Exercise text: Begin

Three days removed from the latest U.S. elections and it is fair to say the market did not like the result. It is also fair (and accurate) to say U.S. equities have performed well since President Obama took office in 2009.
Some market historians would be inclined to argue that price action in stocks is not a direct result of whomever resides in the White House. That may be true. Maybe it is not, but there is no getting around the fact that some sectors can be positively and negatively affected by electoral politics. There is also no denying that stocks and ETFs have a tendency to overreact following elections.
However, that does not change the fact that nearly 500 ETFs and ETNs, or more than a third of third of the entire U.S.-listed exchange products universe, entered Friday below the critical 200-day moving average. Fund managers and technicians often view securities that reside below the 200-day line as far removed from a bull market and vulnerable to further declines.

Exercise text: End
Data records: Begin

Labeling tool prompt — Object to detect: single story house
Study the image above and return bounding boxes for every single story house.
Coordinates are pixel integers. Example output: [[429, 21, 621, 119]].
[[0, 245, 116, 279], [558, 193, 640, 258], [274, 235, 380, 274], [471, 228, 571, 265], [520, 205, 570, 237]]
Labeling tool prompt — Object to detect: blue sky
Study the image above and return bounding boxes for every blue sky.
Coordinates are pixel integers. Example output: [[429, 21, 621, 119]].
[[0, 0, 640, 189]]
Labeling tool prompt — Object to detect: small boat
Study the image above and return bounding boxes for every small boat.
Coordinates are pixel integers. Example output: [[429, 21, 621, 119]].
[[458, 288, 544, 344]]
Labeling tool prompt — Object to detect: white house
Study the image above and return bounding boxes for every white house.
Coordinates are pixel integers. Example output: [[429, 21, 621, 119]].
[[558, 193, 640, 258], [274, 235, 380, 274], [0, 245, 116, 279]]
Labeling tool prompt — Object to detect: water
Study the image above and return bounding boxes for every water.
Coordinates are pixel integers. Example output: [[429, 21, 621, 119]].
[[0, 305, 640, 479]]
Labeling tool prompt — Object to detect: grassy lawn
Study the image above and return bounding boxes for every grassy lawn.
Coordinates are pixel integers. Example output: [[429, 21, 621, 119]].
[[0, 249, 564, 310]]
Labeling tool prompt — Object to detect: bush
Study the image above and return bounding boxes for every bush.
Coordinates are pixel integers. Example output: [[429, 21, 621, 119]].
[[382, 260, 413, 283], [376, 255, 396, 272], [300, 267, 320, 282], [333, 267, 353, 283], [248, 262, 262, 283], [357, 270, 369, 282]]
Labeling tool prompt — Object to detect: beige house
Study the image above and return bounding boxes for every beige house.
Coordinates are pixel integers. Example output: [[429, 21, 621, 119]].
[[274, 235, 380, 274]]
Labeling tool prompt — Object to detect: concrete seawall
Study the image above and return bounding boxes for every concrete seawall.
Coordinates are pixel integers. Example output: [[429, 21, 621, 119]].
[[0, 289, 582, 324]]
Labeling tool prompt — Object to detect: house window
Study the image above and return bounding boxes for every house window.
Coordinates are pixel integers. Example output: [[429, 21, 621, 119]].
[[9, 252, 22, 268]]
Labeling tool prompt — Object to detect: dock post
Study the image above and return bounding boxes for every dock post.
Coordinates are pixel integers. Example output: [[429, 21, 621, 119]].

Data records: End

▸ **Task list**:
A: According to the text on post-election market performance, how do fund managers and technicians often view securities that sit below the 200-day line?
B: Translate this sentence from the text on post-election market performance into Spanish: "There is also no denying that stocks and ETFs have a tendency to overreact following elections."

▸ **Solutions to the exercise**:
A: They view them as far removed from a bull market and vulnerable to further declines.

B: Tampoco se puede negar que las acciones y los ETF tienden a reaccionar de forma exagerada después de las elecciones.